• [Items stored from a collection]:
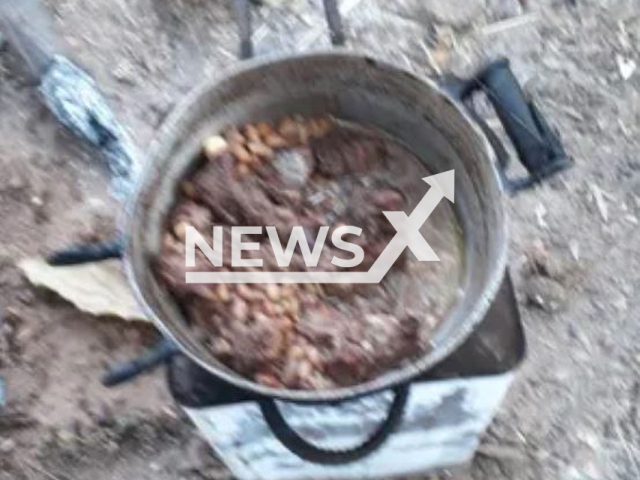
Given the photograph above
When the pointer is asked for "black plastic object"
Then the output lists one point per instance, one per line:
(242, 13)
(313, 453)
(538, 147)
(154, 357)
(79, 254)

• [Task objective]: Repeat every line of the rows above word for word, omitting the pictures.

• [Result for this task]:
Given the photograph above
When the pointer is asked for "black plastic object"
Then the output lists one point per instance, one per line:
(242, 13)
(313, 453)
(538, 147)
(154, 357)
(79, 254)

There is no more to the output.